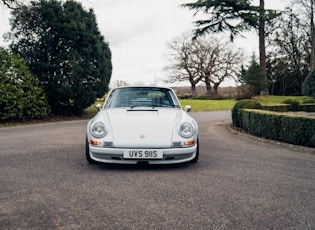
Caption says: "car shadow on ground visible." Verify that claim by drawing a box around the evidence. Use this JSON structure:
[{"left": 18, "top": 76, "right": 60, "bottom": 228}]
[{"left": 88, "top": 163, "right": 196, "bottom": 171}]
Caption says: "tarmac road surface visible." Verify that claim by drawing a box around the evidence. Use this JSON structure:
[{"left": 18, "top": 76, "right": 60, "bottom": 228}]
[{"left": 0, "top": 112, "right": 315, "bottom": 230}]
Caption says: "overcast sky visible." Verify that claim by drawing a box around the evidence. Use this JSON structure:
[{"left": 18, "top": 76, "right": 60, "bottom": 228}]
[{"left": 0, "top": 0, "right": 289, "bottom": 85}]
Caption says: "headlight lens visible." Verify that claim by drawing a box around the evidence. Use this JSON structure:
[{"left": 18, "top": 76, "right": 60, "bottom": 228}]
[
  {"left": 91, "top": 121, "right": 107, "bottom": 138},
  {"left": 179, "top": 122, "right": 195, "bottom": 138}
]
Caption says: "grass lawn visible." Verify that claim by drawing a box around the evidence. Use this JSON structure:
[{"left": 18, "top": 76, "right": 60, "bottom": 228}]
[
  {"left": 180, "top": 99, "right": 236, "bottom": 112},
  {"left": 0, "top": 96, "right": 314, "bottom": 128},
  {"left": 85, "top": 96, "right": 315, "bottom": 117}
]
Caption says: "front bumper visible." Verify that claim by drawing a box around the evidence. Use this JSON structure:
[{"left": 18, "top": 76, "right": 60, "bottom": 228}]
[{"left": 89, "top": 144, "right": 197, "bottom": 164}]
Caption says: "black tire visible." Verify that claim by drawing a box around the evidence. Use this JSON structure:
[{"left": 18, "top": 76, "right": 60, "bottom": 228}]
[
  {"left": 190, "top": 138, "right": 199, "bottom": 163},
  {"left": 85, "top": 137, "right": 96, "bottom": 164}
]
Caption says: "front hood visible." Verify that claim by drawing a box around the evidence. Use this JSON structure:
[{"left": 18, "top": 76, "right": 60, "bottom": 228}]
[{"left": 107, "top": 109, "right": 181, "bottom": 148}]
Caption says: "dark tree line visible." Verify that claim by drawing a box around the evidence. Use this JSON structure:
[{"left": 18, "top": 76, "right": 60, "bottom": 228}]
[{"left": 0, "top": 0, "right": 112, "bottom": 115}]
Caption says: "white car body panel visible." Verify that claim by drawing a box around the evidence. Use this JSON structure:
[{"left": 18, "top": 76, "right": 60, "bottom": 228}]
[
  {"left": 107, "top": 109, "right": 178, "bottom": 148},
  {"left": 86, "top": 87, "right": 199, "bottom": 164}
]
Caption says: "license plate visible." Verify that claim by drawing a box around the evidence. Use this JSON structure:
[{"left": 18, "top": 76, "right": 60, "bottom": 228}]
[{"left": 124, "top": 149, "right": 163, "bottom": 159}]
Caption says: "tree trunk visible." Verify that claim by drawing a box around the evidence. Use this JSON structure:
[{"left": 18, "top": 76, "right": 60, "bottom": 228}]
[
  {"left": 191, "top": 83, "right": 197, "bottom": 97},
  {"left": 310, "top": 0, "right": 315, "bottom": 71},
  {"left": 259, "top": 0, "right": 268, "bottom": 95},
  {"left": 213, "top": 83, "right": 220, "bottom": 95},
  {"left": 205, "top": 76, "right": 212, "bottom": 96}
]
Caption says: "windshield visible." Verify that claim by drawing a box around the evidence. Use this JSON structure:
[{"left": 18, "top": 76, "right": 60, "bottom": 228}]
[{"left": 105, "top": 87, "right": 180, "bottom": 108}]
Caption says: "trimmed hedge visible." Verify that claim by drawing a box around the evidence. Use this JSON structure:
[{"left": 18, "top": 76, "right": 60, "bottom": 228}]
[
  {"left": 232, "top": 99, "right": 262, "bottom": 127},
  {"left": 239, "top": 109, "right": 315, "bottom": 147}
]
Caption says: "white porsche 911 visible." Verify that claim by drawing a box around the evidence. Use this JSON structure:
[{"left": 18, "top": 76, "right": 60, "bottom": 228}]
[{"left": 86, "top": 86, "right": 199, "bottom": 164}]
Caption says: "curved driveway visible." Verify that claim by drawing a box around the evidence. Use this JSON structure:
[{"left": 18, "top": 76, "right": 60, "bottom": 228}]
[{"left": 0, "top": 112, "right": 315, "bottom": 230}]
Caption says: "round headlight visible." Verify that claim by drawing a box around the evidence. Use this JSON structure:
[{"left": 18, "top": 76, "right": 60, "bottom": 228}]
[
  {"left": 179, "top": 122, "right": 195, "bottom": 138},
  {"left": 91, "top": 121, "right": 107, "bottom": 138}
]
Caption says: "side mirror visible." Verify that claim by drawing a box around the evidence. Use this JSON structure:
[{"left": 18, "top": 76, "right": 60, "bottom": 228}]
[
  {"left": 96, "top": 104, "right": 103, "bottom": 111},
  {"left": 185, "top": 105, "right": 191, "bottom": 113}
]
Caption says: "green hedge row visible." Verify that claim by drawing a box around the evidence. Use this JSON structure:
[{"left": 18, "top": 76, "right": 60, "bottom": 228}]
[
  {"left": 238, "top": 109, "right": 315, "bottom": 147},
  {"left": 262, "top": 104, "right": 315, "bottom": 113}
]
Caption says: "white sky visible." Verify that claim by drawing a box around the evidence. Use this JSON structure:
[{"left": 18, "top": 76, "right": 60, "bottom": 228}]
[{"left": 0, "top": 0, "right": 289, "bottom": 85}]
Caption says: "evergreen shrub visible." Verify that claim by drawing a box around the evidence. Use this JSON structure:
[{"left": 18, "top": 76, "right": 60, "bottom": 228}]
[
  {"left": 282, "top": 98, "right": 300, "bottom": 111},
  {"left": 232, "top": 99, "right": 262, "bottom": 127}
]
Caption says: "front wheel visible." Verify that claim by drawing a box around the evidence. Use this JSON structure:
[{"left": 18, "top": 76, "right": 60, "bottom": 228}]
[
  {"left": 190, "top": 138, "right": 199, "bottom": 163},
  {"left": 85, "top": 137, "right": 96, "bottom": 164}
]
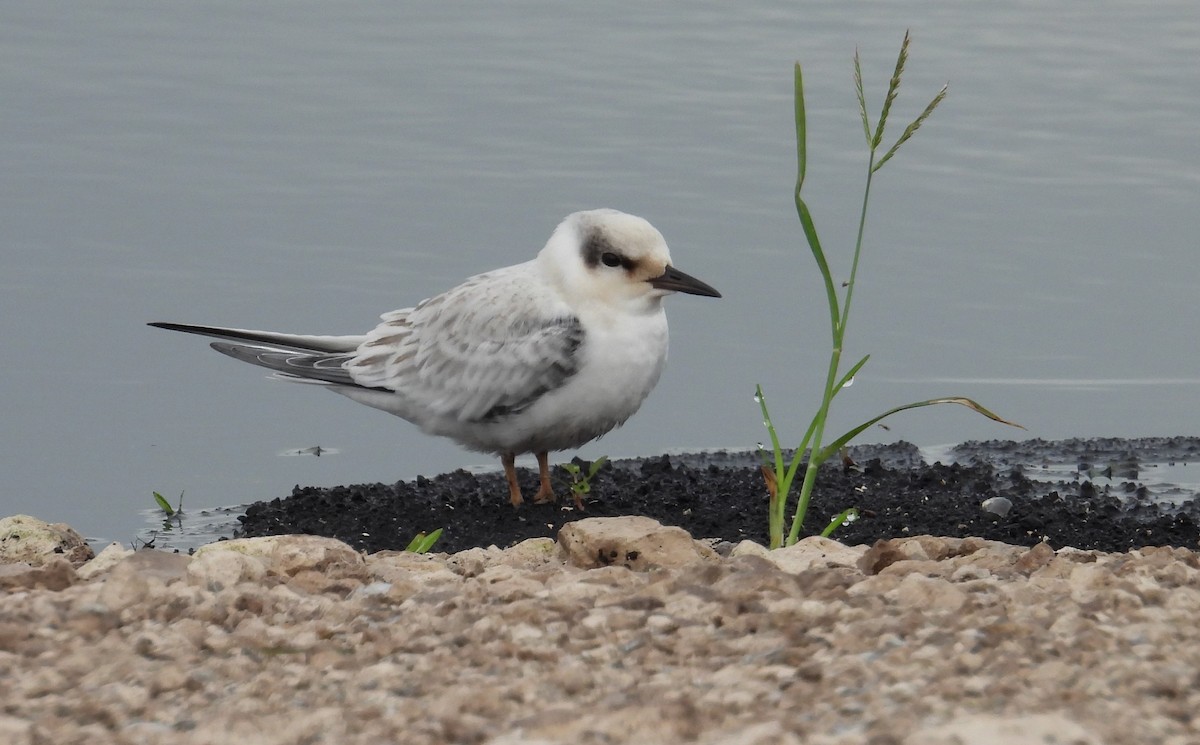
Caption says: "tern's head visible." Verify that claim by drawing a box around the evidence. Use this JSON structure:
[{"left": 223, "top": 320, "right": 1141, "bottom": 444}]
[{"left": 538, "top": 210, "right": 721, "bottom": 310}]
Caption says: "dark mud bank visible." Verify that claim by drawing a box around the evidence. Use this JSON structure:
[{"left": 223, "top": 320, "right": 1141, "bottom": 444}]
[{"left": 236, "top": 437, "right": 1200, "bottom": 552}]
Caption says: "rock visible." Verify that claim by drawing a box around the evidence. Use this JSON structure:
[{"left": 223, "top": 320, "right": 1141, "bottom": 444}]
[
  {"left": 78, "top": 541, "right": 133, "bottom": 579},
  {"left": 730, "top": 535, "right": 868, "bottom": 575},
  {"left": 187, "top": 539, "right": 266, "bottom": 590},
  {"left": 0, "top": 559, "right": 78, "bottom": 591},
  {"left": 904, "top": 714, "right": 1102, "bottom": 745},
  {"left": 0, "top": 715, "right": 34, "bottom": 745},
  {"left": 196, "top": 535, "right": 367, "bottom": 579},
  {"left": 558, "top": 517, "right": 718, "bottom": 571},
  {"left": 0, "top": 515, "right": 95, "bottom": 567}
]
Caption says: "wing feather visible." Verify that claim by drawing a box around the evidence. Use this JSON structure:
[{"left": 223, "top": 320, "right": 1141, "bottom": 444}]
[{"left": 346, "top": 265, "right": 584, "bottom": 422}]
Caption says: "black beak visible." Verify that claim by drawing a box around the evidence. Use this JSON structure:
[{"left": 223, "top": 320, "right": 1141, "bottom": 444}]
[{"left": 649, "top": 266, "right": 721, "bottom": 298}]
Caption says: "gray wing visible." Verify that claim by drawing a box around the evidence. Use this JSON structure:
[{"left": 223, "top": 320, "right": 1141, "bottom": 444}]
[
  {"left": 346, "top": 265, "right": 584, "bottom": 422},
  {"left": 150, "top": 323, "right": 366, "bottom": 385}
]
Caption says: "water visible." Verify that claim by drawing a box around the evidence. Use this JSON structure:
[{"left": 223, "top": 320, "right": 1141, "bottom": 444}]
[{"left": 0, "top": 0, "right": 1200, "bottom": 542}]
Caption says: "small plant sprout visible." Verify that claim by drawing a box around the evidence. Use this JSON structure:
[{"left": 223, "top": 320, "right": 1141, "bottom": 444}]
[
  {"left": 151, "top": 492, "right": 184, "bottom": 517},
  {"left": 755, "top": 32, "right": 1024, "bottom": 548},
  {"left": 404, "top": 528, "right": 442, "bottom": 553},
  {"left": 559, "top": 456, "right": 608, "bottom": 511}
]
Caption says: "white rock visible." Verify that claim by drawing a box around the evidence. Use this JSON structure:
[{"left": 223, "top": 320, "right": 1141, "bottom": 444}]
[
  {"left": 77, "top": 541, "right": 133, "bottom": 579},
  {"left": 904, "top": 714, "right": 1102, "bottom": 745},
  {"left": 0, "top": 515, "right": 95, "bottom": 567},
  {"left": 558, "top": 516, "right": 719, "bottom": 571}
]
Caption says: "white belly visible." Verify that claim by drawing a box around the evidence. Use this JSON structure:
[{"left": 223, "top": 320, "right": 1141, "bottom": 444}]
[{"left": 455, "top": 311, "right": 667, "bottom": 453}]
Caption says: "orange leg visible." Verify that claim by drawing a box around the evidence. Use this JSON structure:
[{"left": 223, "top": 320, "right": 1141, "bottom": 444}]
[
  {"left": 533, "top": 452, "right": 554, "bottom": 504},
  {"left": 500, "top": 452, "right": 524, "bottom": 507}
]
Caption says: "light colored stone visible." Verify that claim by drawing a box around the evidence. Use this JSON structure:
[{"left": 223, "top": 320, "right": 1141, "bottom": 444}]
[
  {"left": 0, "top": 515, "right": 95, "bottom": 567},
  {"left": 558, "top": 517, "right": 719, "bottom": 571},
  {"left": 0, "top": 559, "right": 77, "bottom": 590},
  {"left": 196, "top": 535, "right": 370, "bottom": 582},
  {"left": 77, "top": 541, "right": 133, "bottom": 579},
  {"left": 904, "top": 714, "right": 1103, "bottom": 745},
  {"left": 187, "top": 547, "right": 269, "bottom": 590},
  {"left": 731, "top": 535, "right": 866, "bottom": 575}
]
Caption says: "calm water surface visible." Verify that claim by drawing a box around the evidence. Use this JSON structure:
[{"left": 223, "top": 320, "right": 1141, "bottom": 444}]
[{"left": 0, "top": 0, "right": 1200, "bottom": 541}]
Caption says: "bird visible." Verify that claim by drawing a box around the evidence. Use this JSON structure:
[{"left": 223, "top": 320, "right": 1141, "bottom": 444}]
[{"left": 149, "top": 209, "right": 721, "bottom": 510}]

###

= Description of the task =
Which lines in the listing above contain the word "hedge"? Show each one in full.

= The answer =
Caption says: "trimmed hedge visible." Verify that claim by drawing a box around the evidence. Use this JSON structure:
Caption says: "green hedge row visible." Verify that claim by drawing a box around the evidence. Use this JSON structure:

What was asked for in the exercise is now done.